start Supplied entries

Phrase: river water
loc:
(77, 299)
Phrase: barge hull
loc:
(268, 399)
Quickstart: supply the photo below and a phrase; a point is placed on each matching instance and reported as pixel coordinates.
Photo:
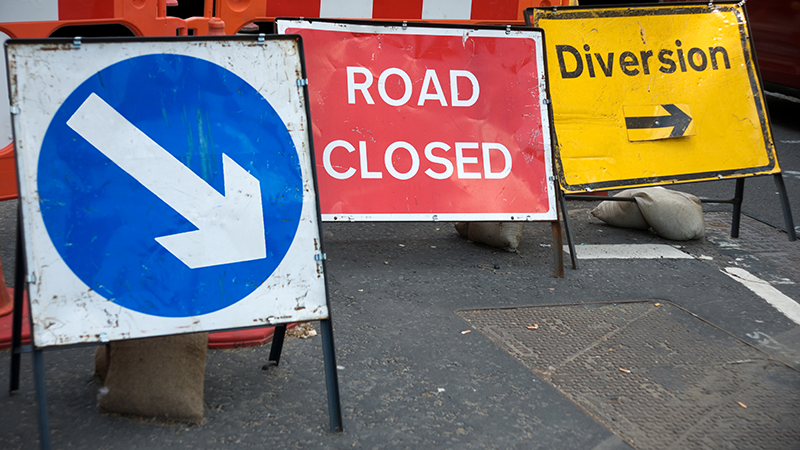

end Supplied entries

*Short exercise*
Please give every line of the records above as a JSON list of strings, one string per line, with blank lines and the pictures left out.

*Task answer*
[
  "Phrase: river water",
  "loc:",
  "(77, 299)",
  "Phrase: barge hull",
  "loc:",
  "(268, 399)",
  "Quickstart: supply the photo below and a phrase; a point is placed on each matching instance and reported as pixel coordinates.",
  "Photo:"
]